• SEZIONE DEL TESTO:
------------------------

Che cosa succederà dopo l’uscita della Gran Bretagna dall’Unione europea?

La Gran Bretagna lascia l’Unione europea alla fine di gennaio. Nel periodo di transizione che durerà fino alla fine del 2020, quasi tutto resterà invariato, poiché Londra e Bruxelles desiderano negoziare un accordo di libero scambio il più ampio possibile. Tuttavia, alla fine di dicembre potrebbero verificarsi grandi cambiamenti alla scadenza del periodo di transizione.

Premessa

Prossimo atto nel dramma della Brexit. A più di tre anni dal voto sulla Brexit, questo venerdì il Regno Unito uscirà dall’Unione europea (UE). È evidente che si tratta di un momento storico per l’Europa e il Regno Unito. Per il momento, tuttavia, nelle relazioni economiche tra l’isola e l’UE non cambia quasi nulla, poiché il Regno Unito rimane nell’unione doganale e nel mercato interno dell’UE sino alla fine dell’anno. Entro quella data, Londra e Bruxelles vogliono negoziare un accordo di libero scambio il più ampio possibile. Di conseguenza, i cambiamenti più o meno radicali (a seconda dei risultati dei negoziati) ci saranno non prima della fine dell’anno, quando scadrà il periodo di transizione.

------------------------

• DATI FORNITI:
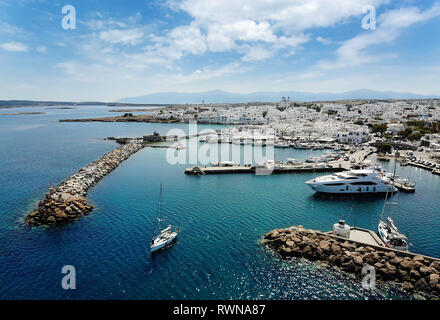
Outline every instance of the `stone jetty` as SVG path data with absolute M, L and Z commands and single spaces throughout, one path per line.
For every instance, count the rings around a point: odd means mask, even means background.
M 302 226 L 272 230 L 262 243 L 283 258 L 321 261 L 359 277 L 365 276 L 364 266 L 373 266 L 377 282 L 397 282 L 408 292 L 440 296 L 440 260 L 436 258 L 370 246 Z
M 26 223 L 34 226 L 62 226 L 78 220 L 93 210 L 87 202 L 87 192 L 103 177 L 116 169 L 124 160 L 145 147 L 146 144 L 131 140 L 82 168 L 56 187 L 49 189 L 37 209 L 26 217 Z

------------------------

• CONSEGNE RICHIESTE:
a: Fino a quando, secondo il testo sulla Brexit, il Regno Unito rimane nell'unione doganale e nel mercato interno dell'UE?
b: Nel testo sulla Brexit, riscrivi il passo che inizia con le parole "Prossimo atto nel" e termina dopo "il periodo di transizione.", sostituendo "storico" con "cruciale".

• RISPOSTE PER CONSEGNA:
a: Sino alla fine dell'anno.

b:
Prossimo atto nel dramma della Brexit. A più di tre anni dal voto sulla Brexit, questo venerdì il Regno Unito uscirà dall’Unione europea (UE). È evidente che si tratta di un momento cruciale per l’Europa e il Regno Unito. Per il momento, tuttavia, nelle relazioni economiche tra l’isola e l’UE non cambia quasi nulla, poiché il Regno Unito rimane nell’unione doganale e nel mercato interno dell’UE sino alla fine dell’anno. Entro quella data, Londra e Bruxelles vogliono negoziare un accordo di libero scambio il più ampio possibile. Di conseguenza, i cambiamenti più o meno radicali (a seconda dei risultati dei negoziati) ci saranno non prima della fine dell’anno, quando scadrà il periodo di transizione.